#### Information given:

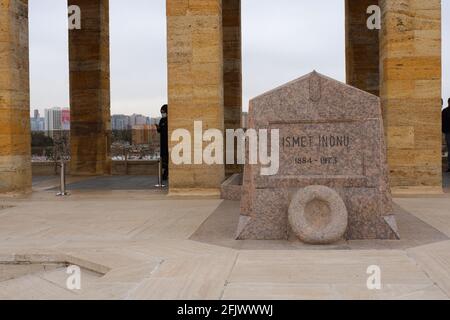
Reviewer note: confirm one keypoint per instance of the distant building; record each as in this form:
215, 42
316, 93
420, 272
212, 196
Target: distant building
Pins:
145, 134
37, 122
244, 120
154, 121
120, 122
56, 120
138, 119
65, 119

#### Work to complete:
Any pictures should be dropped; transcribe the rest of the records above exactly.

#### Your response:
Reviewer note: confirm one keypoint per instance of the distant building; record each as in this form:
215, 42
316, 93
420, 272
212, 196
Target: distant building
Pins:
145, 134
37, 122
244, 120
154, 121
120, 122
56, 120
138, 119
65, 119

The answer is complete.